■ **YOUR ASSIGNMENT**:
Work out how many lines in the data below include "field", then reply with that number only.

■ **Referring expression pointing data**:
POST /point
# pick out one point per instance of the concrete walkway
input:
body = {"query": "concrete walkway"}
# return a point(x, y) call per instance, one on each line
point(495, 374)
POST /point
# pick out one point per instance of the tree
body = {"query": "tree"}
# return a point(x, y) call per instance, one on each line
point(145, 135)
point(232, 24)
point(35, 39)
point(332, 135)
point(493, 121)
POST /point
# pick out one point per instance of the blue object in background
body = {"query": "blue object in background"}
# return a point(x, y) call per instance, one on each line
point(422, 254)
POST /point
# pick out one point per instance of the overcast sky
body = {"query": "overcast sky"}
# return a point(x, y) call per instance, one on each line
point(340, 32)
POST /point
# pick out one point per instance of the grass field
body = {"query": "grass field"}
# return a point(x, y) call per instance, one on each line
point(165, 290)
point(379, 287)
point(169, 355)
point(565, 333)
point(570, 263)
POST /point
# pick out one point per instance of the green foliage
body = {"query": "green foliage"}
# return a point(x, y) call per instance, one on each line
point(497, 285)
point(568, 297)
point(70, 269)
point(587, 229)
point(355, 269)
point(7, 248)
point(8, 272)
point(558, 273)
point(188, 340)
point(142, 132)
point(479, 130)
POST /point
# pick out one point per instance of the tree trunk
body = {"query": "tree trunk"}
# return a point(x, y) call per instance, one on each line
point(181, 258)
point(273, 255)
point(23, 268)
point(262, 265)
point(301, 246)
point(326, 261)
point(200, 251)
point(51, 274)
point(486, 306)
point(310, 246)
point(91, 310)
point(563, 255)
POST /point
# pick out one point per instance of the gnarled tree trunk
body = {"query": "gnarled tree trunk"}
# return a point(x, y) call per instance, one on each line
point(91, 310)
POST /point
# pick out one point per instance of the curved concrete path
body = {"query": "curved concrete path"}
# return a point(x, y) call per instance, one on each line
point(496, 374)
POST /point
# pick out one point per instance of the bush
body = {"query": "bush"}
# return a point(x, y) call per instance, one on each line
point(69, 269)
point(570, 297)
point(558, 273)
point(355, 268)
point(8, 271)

■ **TASK ANSWER**:
2